▸ Document
Start

China unlikely to get US assurances over lifting 5G ban on Huawei

Published in SUNS #8868 dated 18 March 2019

Geneva, 15 Mar (D. Ravi Kanth) – Despite extending an olive branch to the United States and the European Union by enacting a new foreign investment law to provide liberal treatment to foreign companies, Beijing is unlikely to secure any firm assurances from Washington over the lifting of blanket restrictions on Chinese telecom giant Huawei providing 5G mobile-internet infrastructure in various countries.

The US is ratcheting up its pressure on Germany and several other Western governments not to allow Huawei to provide 5G mobile-internet infrastructure.

The entire US establishment seems united against Huawei providing 5G infrastructure in other countries even though the Chinese company is far ahead of other rivals in this technology.

Huawei has launched a legal dispute in the US courts last week against the restrictions.

In lockstep with the escalating US actions against the Chinese companies, the European Union too has unveiled a blueprint on 12 March to stop its member governments from joining hands with the Chinese government and companies in pursuing projects.

The EU Commission has called China a “systemic” rival and threatened to impose tighter rules on Chinese investments in EU member countries.

It called for a more balanced and reciprocal economic relationship with China, saying that Beijing “preserves its domestic market for its champions” by restricting access to its market for foreign enterprises, subsidizing local competitors and failing to protect intellectual property rights.

Notwithstanding Brussels’ policy statement against Chinese investments, the new Italian government said on 14 March that it will go ahead with China’s Belt and Road Initiative (BRI), and enable investments for BRI projects.

Against this backdrop, the new Chinese law, adopted by its National People’s Congress (NPC) on Friday, aims to treat foreign companies on the same footing as the state-owned companies and also removes restrictions on forced transfer of technologies by the foreign companies.

It will provide stronger intellectual property protection and a better business environment for overseas investors.

The law, which will become effective on 1 January 2020, contains unified provisions for the entry, promotion, protection, and management of foreign investment, according to a Xinhua news agency report on 15 March.

End

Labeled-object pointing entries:
Start

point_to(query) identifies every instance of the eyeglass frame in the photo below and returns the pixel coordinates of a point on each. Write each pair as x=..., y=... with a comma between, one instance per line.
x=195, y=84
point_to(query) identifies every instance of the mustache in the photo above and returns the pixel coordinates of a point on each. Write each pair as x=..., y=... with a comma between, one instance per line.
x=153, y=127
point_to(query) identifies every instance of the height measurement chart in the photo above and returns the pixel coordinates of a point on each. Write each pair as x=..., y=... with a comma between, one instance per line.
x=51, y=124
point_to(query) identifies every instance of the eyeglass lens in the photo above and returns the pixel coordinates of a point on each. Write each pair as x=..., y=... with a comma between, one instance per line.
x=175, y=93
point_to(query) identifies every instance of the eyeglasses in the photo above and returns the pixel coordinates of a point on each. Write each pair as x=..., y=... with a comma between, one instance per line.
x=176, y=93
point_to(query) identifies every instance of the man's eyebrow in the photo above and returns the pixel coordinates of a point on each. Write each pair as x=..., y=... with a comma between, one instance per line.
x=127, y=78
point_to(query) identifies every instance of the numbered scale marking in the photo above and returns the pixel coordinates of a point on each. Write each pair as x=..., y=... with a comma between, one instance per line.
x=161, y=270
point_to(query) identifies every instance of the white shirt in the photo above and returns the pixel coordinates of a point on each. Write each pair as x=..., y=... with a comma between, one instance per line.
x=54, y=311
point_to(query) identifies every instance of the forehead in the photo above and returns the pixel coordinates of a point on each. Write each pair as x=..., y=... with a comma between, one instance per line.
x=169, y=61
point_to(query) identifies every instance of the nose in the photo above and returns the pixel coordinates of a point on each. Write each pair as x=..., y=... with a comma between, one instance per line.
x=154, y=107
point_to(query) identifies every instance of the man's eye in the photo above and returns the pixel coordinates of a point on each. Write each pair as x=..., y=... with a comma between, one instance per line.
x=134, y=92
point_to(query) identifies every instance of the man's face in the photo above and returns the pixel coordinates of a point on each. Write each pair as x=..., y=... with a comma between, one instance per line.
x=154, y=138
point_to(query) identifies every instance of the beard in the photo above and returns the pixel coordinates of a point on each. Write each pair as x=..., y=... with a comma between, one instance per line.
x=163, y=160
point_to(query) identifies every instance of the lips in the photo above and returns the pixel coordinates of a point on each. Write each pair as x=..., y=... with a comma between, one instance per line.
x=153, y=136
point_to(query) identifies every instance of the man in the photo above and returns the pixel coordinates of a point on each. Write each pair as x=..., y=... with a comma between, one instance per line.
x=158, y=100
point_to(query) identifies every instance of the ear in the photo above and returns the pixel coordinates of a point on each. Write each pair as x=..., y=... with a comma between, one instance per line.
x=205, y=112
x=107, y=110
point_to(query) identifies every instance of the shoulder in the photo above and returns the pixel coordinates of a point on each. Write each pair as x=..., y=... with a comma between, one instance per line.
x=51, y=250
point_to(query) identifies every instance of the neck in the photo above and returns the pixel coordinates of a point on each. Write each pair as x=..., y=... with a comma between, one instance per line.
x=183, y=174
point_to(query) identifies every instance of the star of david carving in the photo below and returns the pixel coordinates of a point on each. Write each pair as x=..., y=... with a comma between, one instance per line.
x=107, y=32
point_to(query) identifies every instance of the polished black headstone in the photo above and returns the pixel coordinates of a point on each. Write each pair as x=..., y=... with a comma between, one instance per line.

End

▸ Exercise 1
Add -43 to every coordinate in the answers and write out the rows again, requests included, starting at the row that contains "point_to(query) identifies every instance of the shoulder" and ending with the last row.
▸ Exercise 2
Write what comes next in the article on China's new foreign investment law and the US campaign against Huawei.

▸ Response 1
point_to(query) identifies every instance of the shoulder in the photo above and returns the pixel coordinates of a point on each. Write each pair as x=..., y=... with a comma between, one instance per line.
x=8, y=207
point_to(query) identifies every instance of the neck in the photo above and returns the pixel coordinates of a point on each. Write each pair as x=..., y=... with a comma between, one instance per line.
x=140, y=131
point_to(query) identifies every instance of the star of david carving in the photo below and returns the pixel coordinates of a point on each. Write each pair as x=..., y=... with a comma between, one instance per line.
x=64, y=-11
point_to(query) identifies every instance of the polished black headstone in the photo above and returns the pixel coordinates of a point on each. Write each pair as x=..., y=... with a comma between, one instance per line.

▸ Response 2
The new law allows the Chinese government to manage “foreign direct investment according to the system of pre-established national treatment plus a negative list.”

Enacted ahead of the high-profile meeting of US President Donald Trump and the Chinese President Xi Jinping in Mar-a-Logo, Florida (with dates yet to be agreed upon and announced), the new Chinese law provides a “negative list” of areas/sectors where foreign companies can freely operate on par with the domestic companies except those that are excluded from the list.

It also bans “forced technology” transfers and removes other restrictions so as to enable foreign companies to function in a liberal framework.

According to the new law, foreign companies will equally enjoy government policies supporting enterprise development, and be able to participate in standard-setting and in government procurement through fair competition (China is yet to submit its revised market access offer to the World Trade Organization’s Committee on Government Procurement).

The Chinese state shall protect the intellectual property rights of foreign investors, according to the new law.

“If we make a promise on opening up, we will certainly deliver,” China’s Prime Minister Li Keqiang told reporters on Friday (15 March). “Going ahead we will continue to listen closely [the] view from various parties and we’ll keep China open,” he said.

“It is a full testament to China’s determination and confidence in opening wider to the outside world and promoting foreign investment in the new era,” said Wang Chen, vice-chairman of the NPC standing committee.

Clearly, the new law is aimed at attracting foreign investments on a grand scale but the US and the EU are placing massive restrictions on investments by the Chinese companies in high-tech areas, especially in advanced chips and artificial intelligence.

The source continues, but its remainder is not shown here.